───── Records to process ─────

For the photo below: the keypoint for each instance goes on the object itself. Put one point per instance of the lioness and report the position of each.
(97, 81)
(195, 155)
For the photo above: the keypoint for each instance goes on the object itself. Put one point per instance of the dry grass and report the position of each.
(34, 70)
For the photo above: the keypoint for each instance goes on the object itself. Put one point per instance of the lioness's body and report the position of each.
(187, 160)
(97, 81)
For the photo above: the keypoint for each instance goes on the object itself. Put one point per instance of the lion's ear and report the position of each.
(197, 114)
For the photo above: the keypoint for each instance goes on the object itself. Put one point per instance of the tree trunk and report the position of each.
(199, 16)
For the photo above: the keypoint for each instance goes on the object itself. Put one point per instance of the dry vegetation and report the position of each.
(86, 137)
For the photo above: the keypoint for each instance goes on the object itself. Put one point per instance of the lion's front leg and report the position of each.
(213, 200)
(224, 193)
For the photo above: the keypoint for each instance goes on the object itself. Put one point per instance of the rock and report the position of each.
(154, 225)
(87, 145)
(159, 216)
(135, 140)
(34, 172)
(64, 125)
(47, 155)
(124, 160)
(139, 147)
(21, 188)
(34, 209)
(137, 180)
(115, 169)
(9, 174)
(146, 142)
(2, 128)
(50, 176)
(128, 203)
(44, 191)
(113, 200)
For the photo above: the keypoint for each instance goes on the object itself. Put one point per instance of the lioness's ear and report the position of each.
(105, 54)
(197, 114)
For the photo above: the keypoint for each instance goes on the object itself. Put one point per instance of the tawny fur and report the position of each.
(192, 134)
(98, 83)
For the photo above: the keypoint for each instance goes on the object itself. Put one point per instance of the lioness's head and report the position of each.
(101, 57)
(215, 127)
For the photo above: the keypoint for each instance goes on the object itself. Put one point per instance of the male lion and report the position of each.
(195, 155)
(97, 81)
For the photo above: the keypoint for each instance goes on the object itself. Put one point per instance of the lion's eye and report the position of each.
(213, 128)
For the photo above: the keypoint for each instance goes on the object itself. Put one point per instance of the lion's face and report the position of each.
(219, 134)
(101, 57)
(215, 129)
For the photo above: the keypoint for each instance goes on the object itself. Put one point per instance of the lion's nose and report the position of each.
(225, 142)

─────

An exact transcription of all the entries is needed.

## Result of this exercise
For the photo below: the keypoint for each instance goes on the object itself. Put one point per instance of the lioness and report the position of each.
(97, 81)
(195, 155)
For the photo above: the keypoint for each instance goes on the object itself. Put one point per instance of the dry grass and report the position of each.
(34, 70)
For the photo above: the keypoint for each instance goes on the object itself. Put one point per instance of the lioness's body and report the position of each.
(187, 160)
(97, 81)
For the photo above: the keypoint for each instance goes on the object itself. Put one point per instance of the lion's ear and report the position of each.
(197, 114)
For the photo above: the keypoint for each instance goes on the object itself. Put one point per instance of the tree trunk and report the position of each.
(199, 16)
For the photo above: the keypoint for each instance goes on the object itself. Put one point per instance of the dry vegetation and report the position of each.
(86, 137)
For the photo above: the keypoint for each instance goes on the object itself. Put one point per instance of the lion's front leg and report the position of each.
(213, 200)
(224, 193)
For the photo above: the keypoint for each instance goes on the object itself. Put one point per instance of the rock and report the position of each.
(154, 225)
(87, 145)
(159, 216)
(135, 140)
(34, 172)
(64, 125)
(47, 155)
(124, 160)
(139, 147)
(21, 188)
(34, 209)
(137, 180)
(115, 169)
(9, 174)
(146, 142)
(2, 128)
(50, 176)
(128, 203)
(44, 191)
(113, 200)
For the photo above: the keypoint for each instance goes on the object itself. Put one point per instance of the lioness's ear and report the position of each.
(105, 54)
(197, 114)
For the photo above: the keypoint for each instance goes on the object itself. Put one point per instance of the tawny fur and report the position of each.
(192, 134)
(98, 83)
For the photo above: the keypoint for each instance goes on the object itself. Put one point per instance of the lioness's head and report the position of each.
(101, 57)
(215, 127)
For the photo above: the keypoint for each instance goes on the object itself. Put one point per instance of the male lion and report the position of each.
(195, 155)
(97, 81)
For the photo above: the keypoint for each instance goes on the object itself. Put one point per instance of the lion's eye and report the position of each.
(213, 128)
For the photo above: the keypoint for each instance goes on the object itself. Put one point per instance of the lion's face and report the position of each.
(219, 134)
(101, 57)
(215, 129)
For the photo above: the keypoint for each instance goes on the object itself. Put one point per instance of the lion's nose and report the position of each.
(225, 142)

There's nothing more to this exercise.